# Task directions
Your answer must consist of exactly the lines below, starting with the line with "Target: parked vehicle" and going on through the line with "Target: flat gray rock", and nothing else.

────────

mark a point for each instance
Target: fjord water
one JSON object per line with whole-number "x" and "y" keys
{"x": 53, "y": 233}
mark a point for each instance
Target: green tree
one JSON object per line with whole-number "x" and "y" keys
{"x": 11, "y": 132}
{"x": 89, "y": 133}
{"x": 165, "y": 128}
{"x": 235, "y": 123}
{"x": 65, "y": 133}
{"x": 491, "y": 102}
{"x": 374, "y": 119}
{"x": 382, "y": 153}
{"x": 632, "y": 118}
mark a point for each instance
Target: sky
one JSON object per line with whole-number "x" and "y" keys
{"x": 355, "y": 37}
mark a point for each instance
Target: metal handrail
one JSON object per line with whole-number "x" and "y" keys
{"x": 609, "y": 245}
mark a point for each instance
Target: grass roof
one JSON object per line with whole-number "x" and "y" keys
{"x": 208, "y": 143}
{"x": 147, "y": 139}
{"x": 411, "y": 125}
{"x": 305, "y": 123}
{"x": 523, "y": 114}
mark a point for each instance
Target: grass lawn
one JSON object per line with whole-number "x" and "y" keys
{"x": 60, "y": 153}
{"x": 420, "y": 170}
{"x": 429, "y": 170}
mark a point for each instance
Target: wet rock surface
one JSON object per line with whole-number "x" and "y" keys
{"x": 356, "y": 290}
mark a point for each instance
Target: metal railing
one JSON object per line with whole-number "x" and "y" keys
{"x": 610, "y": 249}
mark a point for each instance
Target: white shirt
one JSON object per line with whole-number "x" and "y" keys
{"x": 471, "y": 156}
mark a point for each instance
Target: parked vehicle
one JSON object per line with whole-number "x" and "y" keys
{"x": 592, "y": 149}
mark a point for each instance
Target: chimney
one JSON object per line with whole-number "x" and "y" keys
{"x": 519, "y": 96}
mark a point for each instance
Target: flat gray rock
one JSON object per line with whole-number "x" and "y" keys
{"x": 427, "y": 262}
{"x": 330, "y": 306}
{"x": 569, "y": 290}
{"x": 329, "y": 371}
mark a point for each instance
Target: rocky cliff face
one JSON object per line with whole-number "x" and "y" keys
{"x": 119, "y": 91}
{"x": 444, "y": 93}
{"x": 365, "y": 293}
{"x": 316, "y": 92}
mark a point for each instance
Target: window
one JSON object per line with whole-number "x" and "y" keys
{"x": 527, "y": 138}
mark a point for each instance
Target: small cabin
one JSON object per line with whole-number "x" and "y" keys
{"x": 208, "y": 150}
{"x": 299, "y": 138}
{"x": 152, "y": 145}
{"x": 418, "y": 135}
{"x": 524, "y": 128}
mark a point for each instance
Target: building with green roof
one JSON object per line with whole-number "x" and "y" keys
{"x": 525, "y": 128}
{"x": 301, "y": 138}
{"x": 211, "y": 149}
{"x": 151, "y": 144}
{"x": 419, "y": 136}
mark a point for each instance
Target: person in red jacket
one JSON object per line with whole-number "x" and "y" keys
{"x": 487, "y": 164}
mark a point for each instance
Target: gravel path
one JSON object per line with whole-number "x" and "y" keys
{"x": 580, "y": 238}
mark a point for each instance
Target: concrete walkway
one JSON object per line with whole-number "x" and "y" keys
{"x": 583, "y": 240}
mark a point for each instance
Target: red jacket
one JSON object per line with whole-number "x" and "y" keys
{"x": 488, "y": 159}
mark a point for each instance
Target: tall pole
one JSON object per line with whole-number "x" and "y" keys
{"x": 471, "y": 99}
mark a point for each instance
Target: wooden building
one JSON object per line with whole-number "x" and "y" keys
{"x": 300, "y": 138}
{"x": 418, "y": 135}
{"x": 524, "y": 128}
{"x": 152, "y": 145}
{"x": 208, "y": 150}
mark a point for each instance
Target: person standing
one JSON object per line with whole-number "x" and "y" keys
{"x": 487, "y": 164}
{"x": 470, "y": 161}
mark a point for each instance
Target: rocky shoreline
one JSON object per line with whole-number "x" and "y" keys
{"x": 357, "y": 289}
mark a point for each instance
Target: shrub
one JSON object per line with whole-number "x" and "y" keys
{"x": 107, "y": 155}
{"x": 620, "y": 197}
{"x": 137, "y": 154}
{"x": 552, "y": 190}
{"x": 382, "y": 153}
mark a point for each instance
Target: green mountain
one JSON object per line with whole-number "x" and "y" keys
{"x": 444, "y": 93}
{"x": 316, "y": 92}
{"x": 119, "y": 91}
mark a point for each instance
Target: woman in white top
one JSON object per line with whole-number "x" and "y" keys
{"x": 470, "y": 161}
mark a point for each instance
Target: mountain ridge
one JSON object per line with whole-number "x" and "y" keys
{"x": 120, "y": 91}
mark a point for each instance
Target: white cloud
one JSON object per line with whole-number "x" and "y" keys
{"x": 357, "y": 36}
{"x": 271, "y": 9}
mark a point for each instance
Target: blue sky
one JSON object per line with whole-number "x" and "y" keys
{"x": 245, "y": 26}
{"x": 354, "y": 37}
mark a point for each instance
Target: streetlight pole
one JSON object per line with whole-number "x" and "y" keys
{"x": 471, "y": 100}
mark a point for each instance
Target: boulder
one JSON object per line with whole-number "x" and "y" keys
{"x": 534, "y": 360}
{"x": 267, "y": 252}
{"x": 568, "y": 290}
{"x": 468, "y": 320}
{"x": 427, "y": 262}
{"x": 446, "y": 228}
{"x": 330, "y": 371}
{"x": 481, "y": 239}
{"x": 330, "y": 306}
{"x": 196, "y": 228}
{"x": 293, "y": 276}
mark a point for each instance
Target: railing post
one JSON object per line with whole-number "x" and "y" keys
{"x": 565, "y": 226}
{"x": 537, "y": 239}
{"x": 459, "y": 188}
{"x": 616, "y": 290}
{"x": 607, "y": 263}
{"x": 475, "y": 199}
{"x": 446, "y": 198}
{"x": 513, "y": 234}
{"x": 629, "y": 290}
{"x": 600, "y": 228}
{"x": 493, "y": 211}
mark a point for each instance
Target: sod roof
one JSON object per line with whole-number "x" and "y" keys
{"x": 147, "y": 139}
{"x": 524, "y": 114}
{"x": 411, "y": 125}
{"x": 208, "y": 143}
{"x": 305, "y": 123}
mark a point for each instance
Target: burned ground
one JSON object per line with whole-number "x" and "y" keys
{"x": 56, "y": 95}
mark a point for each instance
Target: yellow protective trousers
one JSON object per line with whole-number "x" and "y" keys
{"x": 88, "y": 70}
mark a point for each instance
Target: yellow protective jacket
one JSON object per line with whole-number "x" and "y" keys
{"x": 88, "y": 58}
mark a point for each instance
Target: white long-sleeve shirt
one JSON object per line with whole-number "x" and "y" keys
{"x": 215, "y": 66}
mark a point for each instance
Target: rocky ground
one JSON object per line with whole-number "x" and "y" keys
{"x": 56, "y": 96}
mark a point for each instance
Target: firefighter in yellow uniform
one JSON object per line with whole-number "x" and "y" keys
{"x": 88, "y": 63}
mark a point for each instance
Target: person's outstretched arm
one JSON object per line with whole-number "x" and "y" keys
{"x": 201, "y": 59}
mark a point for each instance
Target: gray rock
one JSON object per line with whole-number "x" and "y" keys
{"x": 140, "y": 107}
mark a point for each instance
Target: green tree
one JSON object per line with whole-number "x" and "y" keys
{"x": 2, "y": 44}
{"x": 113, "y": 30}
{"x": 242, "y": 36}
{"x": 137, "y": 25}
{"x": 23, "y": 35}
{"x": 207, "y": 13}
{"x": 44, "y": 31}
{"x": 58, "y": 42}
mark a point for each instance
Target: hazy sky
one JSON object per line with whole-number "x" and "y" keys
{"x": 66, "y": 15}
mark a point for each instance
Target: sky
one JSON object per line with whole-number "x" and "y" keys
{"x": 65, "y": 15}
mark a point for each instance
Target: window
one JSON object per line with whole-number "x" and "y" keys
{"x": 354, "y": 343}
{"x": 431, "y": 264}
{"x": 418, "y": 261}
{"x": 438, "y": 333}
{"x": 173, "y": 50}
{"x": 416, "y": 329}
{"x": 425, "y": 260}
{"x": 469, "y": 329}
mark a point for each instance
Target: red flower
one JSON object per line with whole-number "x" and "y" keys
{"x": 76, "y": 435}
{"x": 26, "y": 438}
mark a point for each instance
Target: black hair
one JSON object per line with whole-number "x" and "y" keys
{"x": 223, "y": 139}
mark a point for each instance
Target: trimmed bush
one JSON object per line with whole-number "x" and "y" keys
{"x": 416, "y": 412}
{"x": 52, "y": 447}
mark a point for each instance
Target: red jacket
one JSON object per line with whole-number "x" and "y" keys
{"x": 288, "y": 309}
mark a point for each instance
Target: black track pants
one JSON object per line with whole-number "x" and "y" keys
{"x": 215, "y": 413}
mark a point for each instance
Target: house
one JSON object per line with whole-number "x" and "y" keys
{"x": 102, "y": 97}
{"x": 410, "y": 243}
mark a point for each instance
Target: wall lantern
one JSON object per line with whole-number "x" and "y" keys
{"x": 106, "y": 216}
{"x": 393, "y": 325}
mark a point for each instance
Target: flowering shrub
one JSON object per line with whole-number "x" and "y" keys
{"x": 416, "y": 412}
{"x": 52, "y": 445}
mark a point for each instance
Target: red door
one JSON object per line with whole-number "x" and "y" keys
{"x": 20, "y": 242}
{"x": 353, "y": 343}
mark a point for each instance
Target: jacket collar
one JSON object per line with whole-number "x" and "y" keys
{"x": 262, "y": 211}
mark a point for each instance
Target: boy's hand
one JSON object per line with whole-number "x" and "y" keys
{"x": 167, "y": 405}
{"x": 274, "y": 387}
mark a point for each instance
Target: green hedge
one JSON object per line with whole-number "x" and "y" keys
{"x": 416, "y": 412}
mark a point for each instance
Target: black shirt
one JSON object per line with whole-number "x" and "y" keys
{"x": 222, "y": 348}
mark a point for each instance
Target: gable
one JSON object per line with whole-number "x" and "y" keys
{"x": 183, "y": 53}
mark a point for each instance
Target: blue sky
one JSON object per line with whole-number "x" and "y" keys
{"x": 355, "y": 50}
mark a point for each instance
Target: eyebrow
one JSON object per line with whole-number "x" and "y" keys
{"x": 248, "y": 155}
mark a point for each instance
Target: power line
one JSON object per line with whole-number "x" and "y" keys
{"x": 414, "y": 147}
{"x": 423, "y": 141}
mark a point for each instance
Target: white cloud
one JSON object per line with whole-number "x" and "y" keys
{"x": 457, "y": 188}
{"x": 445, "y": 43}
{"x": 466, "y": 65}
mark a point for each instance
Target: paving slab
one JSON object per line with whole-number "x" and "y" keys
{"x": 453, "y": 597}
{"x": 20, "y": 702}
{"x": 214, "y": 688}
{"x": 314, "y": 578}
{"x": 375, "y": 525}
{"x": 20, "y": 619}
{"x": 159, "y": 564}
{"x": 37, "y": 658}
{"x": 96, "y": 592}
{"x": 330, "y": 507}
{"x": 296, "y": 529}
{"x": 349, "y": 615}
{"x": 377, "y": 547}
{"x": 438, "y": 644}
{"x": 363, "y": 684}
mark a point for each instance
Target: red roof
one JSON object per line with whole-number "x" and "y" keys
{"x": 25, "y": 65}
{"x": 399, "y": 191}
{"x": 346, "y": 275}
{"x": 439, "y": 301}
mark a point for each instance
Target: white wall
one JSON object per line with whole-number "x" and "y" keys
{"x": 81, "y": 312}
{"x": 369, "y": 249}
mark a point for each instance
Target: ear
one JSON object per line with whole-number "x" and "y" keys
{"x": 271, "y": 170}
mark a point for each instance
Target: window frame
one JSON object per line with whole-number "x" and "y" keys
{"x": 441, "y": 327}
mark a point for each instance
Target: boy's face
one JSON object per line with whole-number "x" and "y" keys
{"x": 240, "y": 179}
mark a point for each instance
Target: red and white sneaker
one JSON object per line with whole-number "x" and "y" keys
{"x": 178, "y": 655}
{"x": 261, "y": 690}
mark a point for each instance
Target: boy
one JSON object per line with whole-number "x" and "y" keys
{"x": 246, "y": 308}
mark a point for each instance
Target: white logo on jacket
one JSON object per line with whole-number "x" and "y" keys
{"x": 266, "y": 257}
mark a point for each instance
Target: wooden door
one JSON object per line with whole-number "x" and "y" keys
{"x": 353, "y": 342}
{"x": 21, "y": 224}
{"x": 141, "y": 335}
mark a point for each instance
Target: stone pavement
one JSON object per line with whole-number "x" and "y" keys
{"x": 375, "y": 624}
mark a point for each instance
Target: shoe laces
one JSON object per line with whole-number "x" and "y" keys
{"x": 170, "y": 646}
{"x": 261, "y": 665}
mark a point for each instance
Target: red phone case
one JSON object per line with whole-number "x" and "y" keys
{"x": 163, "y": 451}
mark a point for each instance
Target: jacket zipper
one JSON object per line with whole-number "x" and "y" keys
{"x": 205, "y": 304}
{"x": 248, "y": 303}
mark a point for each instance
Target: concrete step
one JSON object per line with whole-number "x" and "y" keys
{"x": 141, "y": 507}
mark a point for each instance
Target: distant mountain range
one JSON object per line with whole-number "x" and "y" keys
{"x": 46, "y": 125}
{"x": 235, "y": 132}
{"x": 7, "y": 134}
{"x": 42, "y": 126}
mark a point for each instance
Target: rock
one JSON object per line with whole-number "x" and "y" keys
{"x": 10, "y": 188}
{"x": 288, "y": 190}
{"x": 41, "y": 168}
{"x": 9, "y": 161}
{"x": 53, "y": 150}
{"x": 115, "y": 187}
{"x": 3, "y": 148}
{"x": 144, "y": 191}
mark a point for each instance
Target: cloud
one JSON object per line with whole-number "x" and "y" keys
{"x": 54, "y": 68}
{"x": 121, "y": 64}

────────

# Reply to the task
Target: parked vehicle
one JSON object per line with whole-number "x" and "y" keys
{"x": 592, "y": 149}
mark a point for each instance
Target: chimney
one JSON object per line with whole-number "x" and "y" keys
{"x": 519, "y": 96}
mark a point for each instance
Target: flat gray rock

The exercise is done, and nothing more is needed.